INSTRUCTIONS TO FOLLOW = Reproduce the entries below word for word, starting at the line that contains "Object detection annotation — target class is monkey's face." and ending after the line that contains "[228,276,284,304]". Leave out the picture.
## Begin
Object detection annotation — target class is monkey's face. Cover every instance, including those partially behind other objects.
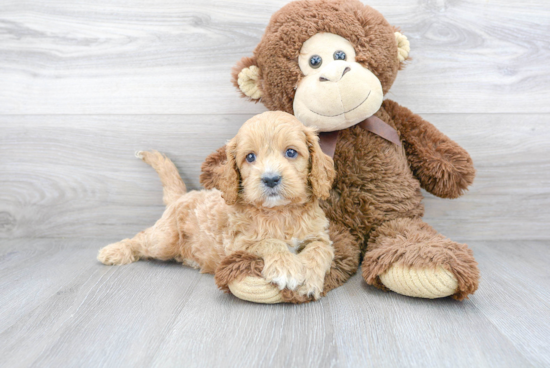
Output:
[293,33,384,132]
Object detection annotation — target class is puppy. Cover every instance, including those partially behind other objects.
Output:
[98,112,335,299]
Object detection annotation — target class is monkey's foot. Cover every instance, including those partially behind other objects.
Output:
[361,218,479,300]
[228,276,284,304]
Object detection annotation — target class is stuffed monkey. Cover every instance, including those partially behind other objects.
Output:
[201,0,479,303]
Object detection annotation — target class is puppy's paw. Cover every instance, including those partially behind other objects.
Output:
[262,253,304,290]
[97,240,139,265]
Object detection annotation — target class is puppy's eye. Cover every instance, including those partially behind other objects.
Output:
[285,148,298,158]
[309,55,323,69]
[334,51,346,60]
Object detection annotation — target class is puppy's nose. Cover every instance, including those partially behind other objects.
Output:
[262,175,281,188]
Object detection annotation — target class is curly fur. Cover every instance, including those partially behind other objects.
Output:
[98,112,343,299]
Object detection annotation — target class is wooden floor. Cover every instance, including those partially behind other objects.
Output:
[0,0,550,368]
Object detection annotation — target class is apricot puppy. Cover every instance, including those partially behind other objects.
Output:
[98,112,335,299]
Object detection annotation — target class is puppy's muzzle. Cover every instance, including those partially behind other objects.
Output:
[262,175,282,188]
## End
## Begin
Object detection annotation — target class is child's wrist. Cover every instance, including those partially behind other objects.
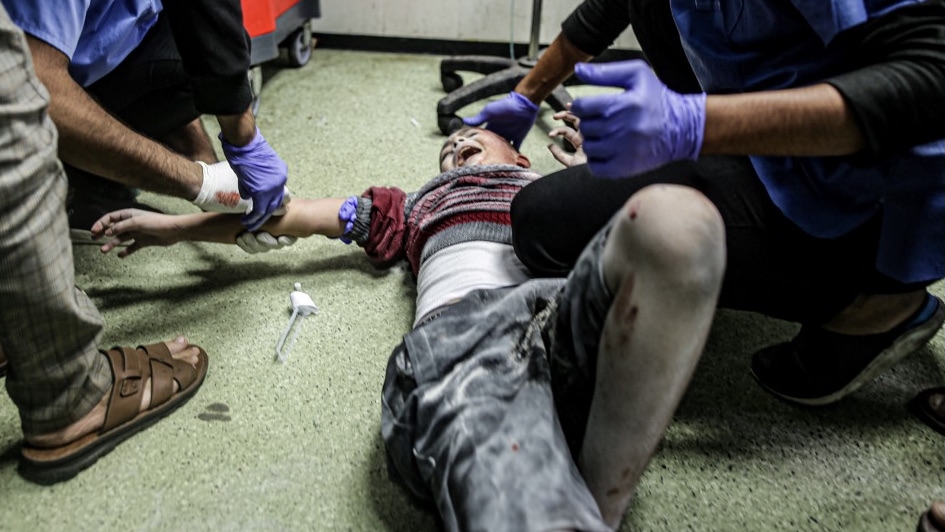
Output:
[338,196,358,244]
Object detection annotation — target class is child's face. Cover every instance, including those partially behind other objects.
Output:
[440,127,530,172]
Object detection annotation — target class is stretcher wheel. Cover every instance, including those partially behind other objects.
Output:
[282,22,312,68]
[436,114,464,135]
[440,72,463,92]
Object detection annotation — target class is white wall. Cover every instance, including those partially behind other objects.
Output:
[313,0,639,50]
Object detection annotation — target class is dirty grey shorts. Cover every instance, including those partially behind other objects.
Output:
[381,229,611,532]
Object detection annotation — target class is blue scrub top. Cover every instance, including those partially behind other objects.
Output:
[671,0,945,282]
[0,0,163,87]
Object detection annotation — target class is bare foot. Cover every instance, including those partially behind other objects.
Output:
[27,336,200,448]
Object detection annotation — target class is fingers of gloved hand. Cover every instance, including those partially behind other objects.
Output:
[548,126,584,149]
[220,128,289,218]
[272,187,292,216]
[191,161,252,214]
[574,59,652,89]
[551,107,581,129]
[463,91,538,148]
## End
THE RESPONSE =
Object detection annotation — target class is monkey's face. Cover every instance, including those partially behind other objects.
Output:
[293,33,384,132]
Object detection annotation — target class is puppy. Cover every instance, including those partially behind other objects.
Output:
[98,112,335,299]
Object detection annotation — target class is monkey's foot. Cover every instance, including those partially behind other objects.
Output:
[361,218,479,300]
[228,276,284,304]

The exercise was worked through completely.